== WRITTEN TASK ==
Exactly reproduce each line of the listing that follows.

--*--

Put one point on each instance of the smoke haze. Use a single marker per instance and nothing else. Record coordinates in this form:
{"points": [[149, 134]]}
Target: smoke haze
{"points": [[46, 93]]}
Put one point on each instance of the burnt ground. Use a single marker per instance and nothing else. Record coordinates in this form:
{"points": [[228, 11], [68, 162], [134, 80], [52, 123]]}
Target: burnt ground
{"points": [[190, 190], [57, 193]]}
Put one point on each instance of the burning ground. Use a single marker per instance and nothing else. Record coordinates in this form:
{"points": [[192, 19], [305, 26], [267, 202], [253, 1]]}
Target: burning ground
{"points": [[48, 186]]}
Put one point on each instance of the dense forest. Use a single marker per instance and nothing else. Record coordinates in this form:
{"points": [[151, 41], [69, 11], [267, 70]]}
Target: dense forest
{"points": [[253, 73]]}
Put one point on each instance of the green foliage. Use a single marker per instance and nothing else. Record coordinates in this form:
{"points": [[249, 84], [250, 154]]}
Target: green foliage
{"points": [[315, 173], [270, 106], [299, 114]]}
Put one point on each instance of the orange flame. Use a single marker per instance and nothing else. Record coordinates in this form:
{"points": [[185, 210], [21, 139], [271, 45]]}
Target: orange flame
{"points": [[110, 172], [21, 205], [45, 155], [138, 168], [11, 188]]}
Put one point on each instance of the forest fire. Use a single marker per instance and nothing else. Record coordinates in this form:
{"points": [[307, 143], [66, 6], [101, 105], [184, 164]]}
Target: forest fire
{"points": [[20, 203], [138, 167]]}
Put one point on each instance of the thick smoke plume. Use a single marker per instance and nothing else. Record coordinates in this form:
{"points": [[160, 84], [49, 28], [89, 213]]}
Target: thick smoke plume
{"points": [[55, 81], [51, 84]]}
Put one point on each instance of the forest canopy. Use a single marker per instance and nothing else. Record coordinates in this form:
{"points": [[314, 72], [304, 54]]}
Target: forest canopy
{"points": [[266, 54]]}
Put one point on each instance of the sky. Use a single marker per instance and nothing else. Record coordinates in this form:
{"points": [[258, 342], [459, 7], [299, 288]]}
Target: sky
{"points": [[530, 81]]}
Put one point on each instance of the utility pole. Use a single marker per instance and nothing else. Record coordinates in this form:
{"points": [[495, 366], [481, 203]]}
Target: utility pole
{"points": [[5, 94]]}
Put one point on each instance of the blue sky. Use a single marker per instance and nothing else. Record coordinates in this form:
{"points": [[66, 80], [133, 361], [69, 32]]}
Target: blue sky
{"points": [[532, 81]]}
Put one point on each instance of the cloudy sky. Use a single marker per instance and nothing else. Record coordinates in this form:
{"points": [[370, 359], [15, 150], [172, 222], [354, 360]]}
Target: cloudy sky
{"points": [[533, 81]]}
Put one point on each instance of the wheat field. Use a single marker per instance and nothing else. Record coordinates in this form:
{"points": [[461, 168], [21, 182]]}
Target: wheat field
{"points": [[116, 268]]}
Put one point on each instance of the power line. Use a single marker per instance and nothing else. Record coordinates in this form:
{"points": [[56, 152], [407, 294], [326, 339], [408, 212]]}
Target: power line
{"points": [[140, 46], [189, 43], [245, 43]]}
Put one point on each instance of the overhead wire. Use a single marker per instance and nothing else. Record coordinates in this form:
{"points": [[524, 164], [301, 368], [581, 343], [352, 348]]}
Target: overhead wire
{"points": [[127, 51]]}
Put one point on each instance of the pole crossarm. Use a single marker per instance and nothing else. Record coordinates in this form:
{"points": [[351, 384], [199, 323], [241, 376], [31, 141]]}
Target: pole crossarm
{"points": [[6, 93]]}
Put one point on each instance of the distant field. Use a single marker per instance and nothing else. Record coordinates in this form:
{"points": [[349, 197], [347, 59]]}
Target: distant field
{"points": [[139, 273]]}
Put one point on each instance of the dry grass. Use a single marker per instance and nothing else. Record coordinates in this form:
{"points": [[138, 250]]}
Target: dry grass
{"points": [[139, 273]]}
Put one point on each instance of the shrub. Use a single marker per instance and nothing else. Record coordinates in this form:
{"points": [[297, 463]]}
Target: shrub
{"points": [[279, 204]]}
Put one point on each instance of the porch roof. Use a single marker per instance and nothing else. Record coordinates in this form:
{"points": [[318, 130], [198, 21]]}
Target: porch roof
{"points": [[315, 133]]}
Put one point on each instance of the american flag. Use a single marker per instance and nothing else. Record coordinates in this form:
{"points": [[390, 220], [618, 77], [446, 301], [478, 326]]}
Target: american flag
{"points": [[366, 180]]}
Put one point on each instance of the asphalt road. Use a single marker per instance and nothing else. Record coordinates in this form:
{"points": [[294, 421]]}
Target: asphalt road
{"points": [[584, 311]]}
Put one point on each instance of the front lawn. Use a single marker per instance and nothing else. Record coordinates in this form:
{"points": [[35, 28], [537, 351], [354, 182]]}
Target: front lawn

--*--

== ANSWER TO THIS EXERCISE ==
Put one point on each instance of the smoke haze. Use a single marker per instance and nothing else. Record coordinates in this form:
{"points": [[149, 134]]}
Target: smoke haze
{"points": [[46, 93]]}
Put one point on each instance of the burnt ground. Use a single marker per instance and nothing else. Record coordinates in this form:
{"points": [[228, 11], [68, 162], [134, 80], [52, 123]]}
Target: burnt ground
{"points": [[190, 190], [57, 193]]}
Put one point on each instance of the burning ground. Use a single marker per instance and nothing else. Record coordinates in this form:
{"points": [[192, 19], [305, 26], [267, 202], [253, 1]]}
Target: burning ground
{"points": [[48, 186]]}
Put one point on each instance of the dense forest. Use a single marker per instance and nothing else. Record coordinates in this form:
{"points": [[151, 41], [69, 11], [267, 70]]}
Target: dense forest
{"points": [[253, 73]]}
Put one point on each instance of the green foliage. Use a single marker per instance and nothing else. Record coordinates in this form:
{"points": [[249, 84], [250, 154]]}
Target: green foliage
{"points": [[315, 173], [270, 106], [299, 114]]}
Put one point on each instance of the orange flame. Use a single marker per instance and nothing else. Record coordinates in this form:
{"points": [[185, 210], [21, 139], [271, 45]]}
Target: orange flame
{"points": [[110, 172], [21, 205], [45, 155], [138, 168], [11, 188]]}
Put one point on each instance of the forest fire. Use a single marker per instance and nothing else. Record coordinates in this form:
{"points": [[307, 143], [66, 6], [101, 105], [184, 164]]}
Target: forest fire
{"points": [[20, 203], [138, 167]]}
Put one point on each instance of the thick smoke plume. Use a single marker per instance and nothing else. Record coordinates in this form:
{"points": [[160, 84], [49, 28], [89, 213]]}
Target: thick smoke plume
{"points": [[55, 81], [51, 84]]}
Put one point on each instance of the forest canopy. Use a single marker per instance and nothing else. Record coordinates in this form:
{"points": [[314, 72], [304, 54]]}
Target: forest canopy
{"points": [[266, 54]]}
Put one point on each instance of the sky. Use a single marker per instance and nothing else. Record coordinates in this form:
{"points": [[258, 342], [459, 7], [299, 288]]}
Target: sky
{"points": [[530, 81]]}
Put one point on each instance of the utility pole. Use a single marker per instance and nothing else. Record coordinates in this form:
{"points": [[495, 366], [481, 203]]}
Target: utility pole
{"points": [[5, 94]]}
Put one point on each instance of the blue sky. Use a single marker per instance and nothing else. Record coordinates in this form:
{"points": [[66, 80], [133, 361], [69, 32]]}
Target: blue sky
{"points": [[532, 81]]}
Put one point on each instance of the cloudy sky. Use a single marker per instance and nothing else. Record coordinates in this form:
{"points": [[370, 359], [15, 150], [172, 222], [354, 360]]}
Target: cloudy sky
{"points": [[533, 81]]}
Put one point on each instance of the wheat field. Use a single marker per instance and nothing else. Record coordinates in this form:
{"points": [[461, 168], [21, 182]]}
Target: wheat field
{"points": [[116, 268]]}
Put one point on each instance of the power line. Use a single marker per instance and nothing else. Record coordinates in this form:
{"points": [[56, 152], [407, 294], [326, 339], [408, 212]]}
Target: power line
{"points": [[140, 46], [189, 43], [245, 43]]}
Put one point on each instance of the overhead wire. Use a single marker per instance and nothing else. Record coordinates in this form:
{"points": [[524, 164], [301, 368], [581, 343], [352, 348]]}
Target: overhead wire
{"points": [[127, 51]]}
Put one point on each instance of the pole crossarm. Use a single marker per instance and nothing else. Record coordinates in this form:
{"points": [[351, 384], [199, 323], [241, 376], [31, 141]]}
Target: pole crossarm
{"points": [[6, 93]]}
Put one point on each instance of the distant field. Use a single marker per instance and nothing else. Record coordinates in this form:
{"points": [[349, 197], [347, 59]]}
Target: distant field
{"points": [[139, 273]]}
Put one point on each instance of the dry grass. Use a single marker per instance and nothing else. Record coordinates in this form:
{"points": [[138, 250]]}
Target: dry grass
{"points": [[139, 273]]}
Put one point on each instance of the shrub. Use a single marker per instance and nothing else. Record coordinates in this form:
{"points": [[297, 463]]}
Target: shrub
{"points": [[279, 204]]}
Put one point on each instance of the porch roof. Use a single marker per instance and nothing else. Record coordinates in this form:
{"points": [[318, 130], [198, 21]]}
Target: porch roof
{"points": [[315, 133]]}
Put one point on each instance of the american flag. Use a single marker per instance and nothing else. Record coordinates in this form:
{"points": [[390, 220], [618, 77], [446, 301], [478, 326]]}
Target: american flag
{"points": [[366, 180]]}
Put one point on each instance of the asphalt road. Use a single marker per instance and nothing else. Record coordinates in this form:
{"points": [[294, 421]]}
Target: asphalt road
{"points": [[584, 311]]}
Put one point on each instance of the front lawn. Use a single marker per instance and nothing else. Record coordinates in this form:
{"points": [[35, 28], [537, 351], [354, 182]]}
Target: front lawn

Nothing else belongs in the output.